#### Page excerpt

United States District Court, N.D. Illinois, Eastern Division

May 18, 2017



          Virginia M. Kendall United States District Court Judge

         Even though at least seven of Defendant, Northfield Insurance Company's employees and the Corporation Service Company (CSC)-Northfield's Agent for Service-had notice of this lawsuit, Northfield contends that its failure to defend itself when Plaintiff Magic Sleep Mattress Company, Inc., filed its Complaint is solely Sharon Brooks's fault. Brooks is the manager of the Service of Process department of Northfield's parent company and she notified six other employees of the lawsuit and none responded to it during the time allotted and then Northfield waited two months before filing a motion to vacate the default entered against it even after receiving notice of that default and prior to the judgment being entered in a dollar amount. On February 3, 2017, the Court denied Northfield's Motion to Vacate Default Order, Default Judgment, and Judgement. [28.] Northfield now asks the Court to reconsider its decision based on both alleged legal and factual error. But nothing has changed. Northfield had the opportunity to defend itself in this action and did not have good cause for its failure to do so; the Court will not waste further judicial resources on the issue.


         Plaintiff Magic Sleep filed a Complaint on July 2016 against Northfield, its commercial property insurance carrier, alleging underpayment of purported hail damage to three of Magic Sleep's buildings. Northfield's senior administrative assistant of corporate legal, Ms. Tutewohl-Smith accepted service of process of Magic Sleep's Summons and Complaint. (Dkt. 16 at 4-5.) Tutewohl-Smith scanned the documents and sent them by attachment to a Service of Process Coordinator, a Senior Service of Process Coordinator, and Sharon Brooks, the Manager of the Service of Process Unit for Northfield's parent company. (Id.) Brooks was out of the office, so her response email directed Tutewohl-Smith to forward the email to two paralegals, which Tutewohl-Smith did. Brooks saw the email the next day and when she responded to Tutewohl-Smith's email, she hit “reply to all” and added Wilma Delgado, a litigation analyst in the Service of Process Unit. (Id.) In the “reply all” email, Brooks instructed Delgado to send the Summons and Complaint to CSC, Northfield's Service Agent, for upload. But Brooks failed to attach the Summons and Complaint to the email when she hit “reply to all.” (Id.) Delgado did not notice that the Complaint was not attached but still forwarded the email to CSC. CSC also somehow never noticed the attachment was missing, did not upload the Complaint on its document management grid, but still moved the email to a “completed” folder.

########
#### Data section

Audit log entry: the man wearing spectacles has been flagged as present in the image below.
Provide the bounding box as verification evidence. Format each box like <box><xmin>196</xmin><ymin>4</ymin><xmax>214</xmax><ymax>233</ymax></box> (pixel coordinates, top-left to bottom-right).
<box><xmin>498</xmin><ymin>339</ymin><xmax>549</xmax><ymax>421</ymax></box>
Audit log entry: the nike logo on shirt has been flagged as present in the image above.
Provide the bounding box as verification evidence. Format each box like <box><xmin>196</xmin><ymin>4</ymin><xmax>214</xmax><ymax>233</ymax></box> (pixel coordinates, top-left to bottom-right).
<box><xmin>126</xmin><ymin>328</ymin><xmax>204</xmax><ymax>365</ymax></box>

########

Exercise requirements:
A. Translate this sentence from the court ruling into Spanish: "Northfield now asks the Court to reconsider its decision based on both alleged legal and factual error."
B. In the records, begin at the line that has "Audit log entry: the nike" and stop after the last line of the records. Reproduce those lines, with 107 added to each coordinate in the answer boxes.

Results for the exercise:
A. Northfield ahora solicita al Tribunal que reconsidere su decisión con base en supuestos errores tanto de derecho como de hecho.

B.
Audit log entry: the nike logo on shirt has been flagged as present in the image above.
Provide the bounding box as verification evidence. Format each box like <box><xmin>196</xmin><ymin>4</ymin><xmax>214</xmax><ymax>233</ymax></box> (pixel coordinates, top-left to bottom-right).
<box><xmin>233</xmin><ymin>435</ymin><xmax>311</xmax><ymax>472</ymax></box>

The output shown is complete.